**Directions:** Could you reproduce the Cape Town Carnival post below word for word, from "As you can see, the" up to and including "reflection is me."?

You can see a selection of the photos that appear in the book in this gallery. (You can also get to the gallery by clicking on the link at the top of the page.)
My Cape Town Carnival FAQ has much more information about the Carnival, in the past and in the present.
Update, April 5th: Finally, it's here -- the actual, physical book. It's the only copy, for the time being, in the United States, and it looks terrific. The colors pop of the page. It will be in bookstores and available from Random House Struik (in South Africa) and the University of Virginia Press (in the US) beginning in May.
I've shown these photos before. I'd converted them to black and white, and I don't think it worked very well. The men and boys in these photos are members of the Pennsylvanians Crooning Minstrels, one of the over sixty troupes that take part in the Cape Town New Year's Carnival. The colors of their uniforms -- which usually change every year -- are an important part of the show.
All photos copyright John Edwin Mason, 2010. Click directly on any of the images to see larger versions.
I made the photos on New Year's Day, just a few weeks ago. We -- I was a member of the Pennsylvanians for about three years, while I was working on my bookOne Love, Ghoema Beat: Inside the Cape Town Carnival -- were hanging out in the klopskamer [clubhouse], getting ready for an inter-troupe competition later that day. We were also having a heck of a good time.
It's too late for any of these photographs to appear in the book, so after posting them on this blog a few weeks ago, I filed them away. I figured I'd get around to printing them, sooner or later.
Sooner or later turned out to be today. It's snowing hard in Charlottesville, Virginia, and the city is pretty much shut down. (The forecasts call for a total of 18 to 24 inches, before the storm subsides.) The University of Virginia, my employer, called off classes. I've spent the day alternating between reading graduate students' papers and printing.
As you can see, the Pennsylvanians are very much a part of their community, the working class suburb of Hanover park. When they're preparing for a parade or competition, the whole neighborhood turns out to watch.
Yep, that reflection is me.
I can't say that printing these photos has kept me warm. But it hasn't hurt. January is high summer in South Africa.

**Material supplied:**

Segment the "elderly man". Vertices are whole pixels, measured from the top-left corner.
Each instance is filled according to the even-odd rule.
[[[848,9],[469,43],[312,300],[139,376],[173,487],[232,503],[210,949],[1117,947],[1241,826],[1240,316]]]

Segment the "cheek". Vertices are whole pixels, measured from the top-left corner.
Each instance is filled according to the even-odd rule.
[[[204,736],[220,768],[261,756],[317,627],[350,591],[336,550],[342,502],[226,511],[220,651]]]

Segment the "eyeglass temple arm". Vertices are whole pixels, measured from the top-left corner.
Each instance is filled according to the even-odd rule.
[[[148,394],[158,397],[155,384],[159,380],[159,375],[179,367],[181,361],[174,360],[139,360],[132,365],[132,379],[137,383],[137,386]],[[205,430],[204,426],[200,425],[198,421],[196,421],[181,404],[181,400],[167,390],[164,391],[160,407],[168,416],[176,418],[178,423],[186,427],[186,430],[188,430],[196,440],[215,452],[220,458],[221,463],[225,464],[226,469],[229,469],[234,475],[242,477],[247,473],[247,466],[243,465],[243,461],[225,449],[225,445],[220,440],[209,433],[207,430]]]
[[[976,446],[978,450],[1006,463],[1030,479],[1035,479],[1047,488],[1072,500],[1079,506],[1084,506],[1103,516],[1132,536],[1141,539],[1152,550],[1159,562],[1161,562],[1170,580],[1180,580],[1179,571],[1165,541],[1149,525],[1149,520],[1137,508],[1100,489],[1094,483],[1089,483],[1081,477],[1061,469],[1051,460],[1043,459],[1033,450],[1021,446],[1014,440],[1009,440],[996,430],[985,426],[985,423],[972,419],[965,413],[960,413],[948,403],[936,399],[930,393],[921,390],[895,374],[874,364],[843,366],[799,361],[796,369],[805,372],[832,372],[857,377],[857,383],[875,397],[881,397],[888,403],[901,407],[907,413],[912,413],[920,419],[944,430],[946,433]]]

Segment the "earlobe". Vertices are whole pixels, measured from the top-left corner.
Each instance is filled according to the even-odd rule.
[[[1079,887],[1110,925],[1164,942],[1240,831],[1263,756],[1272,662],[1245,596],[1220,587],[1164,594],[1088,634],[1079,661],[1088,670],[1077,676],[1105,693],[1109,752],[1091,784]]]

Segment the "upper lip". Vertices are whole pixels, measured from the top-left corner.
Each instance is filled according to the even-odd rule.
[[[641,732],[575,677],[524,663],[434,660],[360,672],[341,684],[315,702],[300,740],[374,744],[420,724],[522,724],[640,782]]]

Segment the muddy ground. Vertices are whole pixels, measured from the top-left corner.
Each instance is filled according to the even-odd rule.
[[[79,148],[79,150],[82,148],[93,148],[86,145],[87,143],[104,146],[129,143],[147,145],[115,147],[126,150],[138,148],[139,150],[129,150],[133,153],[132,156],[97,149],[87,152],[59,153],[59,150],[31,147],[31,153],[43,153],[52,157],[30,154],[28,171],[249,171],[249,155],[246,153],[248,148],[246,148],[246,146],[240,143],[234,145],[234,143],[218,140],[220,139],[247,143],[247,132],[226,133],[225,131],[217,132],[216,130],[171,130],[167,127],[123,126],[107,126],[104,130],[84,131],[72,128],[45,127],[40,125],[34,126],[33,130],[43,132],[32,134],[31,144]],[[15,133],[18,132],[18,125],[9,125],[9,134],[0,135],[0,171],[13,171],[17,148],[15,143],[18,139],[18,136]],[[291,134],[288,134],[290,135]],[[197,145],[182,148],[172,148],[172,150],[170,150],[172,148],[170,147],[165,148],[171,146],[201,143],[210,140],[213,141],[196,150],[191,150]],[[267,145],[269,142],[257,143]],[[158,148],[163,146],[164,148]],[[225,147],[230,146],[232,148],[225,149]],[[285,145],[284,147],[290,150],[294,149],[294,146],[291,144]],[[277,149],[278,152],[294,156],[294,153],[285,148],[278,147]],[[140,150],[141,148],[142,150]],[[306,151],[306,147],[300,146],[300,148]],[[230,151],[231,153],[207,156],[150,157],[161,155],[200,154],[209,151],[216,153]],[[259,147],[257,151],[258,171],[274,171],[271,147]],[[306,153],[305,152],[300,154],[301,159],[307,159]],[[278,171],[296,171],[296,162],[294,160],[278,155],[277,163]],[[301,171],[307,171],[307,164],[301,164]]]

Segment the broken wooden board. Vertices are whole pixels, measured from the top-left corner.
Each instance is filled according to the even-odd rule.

* * *

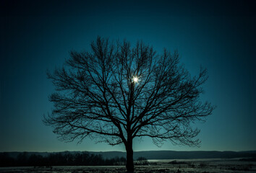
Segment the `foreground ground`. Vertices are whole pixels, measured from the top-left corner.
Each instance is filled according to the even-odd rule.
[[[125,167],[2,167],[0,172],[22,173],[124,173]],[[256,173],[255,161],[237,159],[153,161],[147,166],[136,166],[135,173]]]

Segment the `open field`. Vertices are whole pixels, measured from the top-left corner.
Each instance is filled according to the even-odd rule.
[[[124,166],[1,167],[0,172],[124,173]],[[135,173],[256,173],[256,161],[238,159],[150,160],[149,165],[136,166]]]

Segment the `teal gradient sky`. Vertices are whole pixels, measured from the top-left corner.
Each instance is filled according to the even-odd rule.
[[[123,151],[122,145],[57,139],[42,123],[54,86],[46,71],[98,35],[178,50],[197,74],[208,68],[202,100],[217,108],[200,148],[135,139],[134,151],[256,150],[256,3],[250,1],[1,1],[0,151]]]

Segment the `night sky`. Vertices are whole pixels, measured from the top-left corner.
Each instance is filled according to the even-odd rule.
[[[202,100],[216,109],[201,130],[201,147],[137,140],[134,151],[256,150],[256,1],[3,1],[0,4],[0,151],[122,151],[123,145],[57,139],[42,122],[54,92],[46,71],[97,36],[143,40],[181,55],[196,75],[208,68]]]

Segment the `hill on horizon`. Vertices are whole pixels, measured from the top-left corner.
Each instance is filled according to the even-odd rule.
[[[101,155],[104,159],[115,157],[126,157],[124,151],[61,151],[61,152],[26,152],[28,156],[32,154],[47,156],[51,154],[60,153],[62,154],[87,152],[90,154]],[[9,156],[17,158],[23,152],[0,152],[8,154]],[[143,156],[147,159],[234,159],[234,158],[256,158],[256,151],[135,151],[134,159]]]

**Solution:**
As you can see, the Pennsylvanians are very much a part of their community, the working class suburb of Hanover park. When they're preparing for a parade or competition, the whole neighborhood turns out to watch.
Yep, that reflection is me.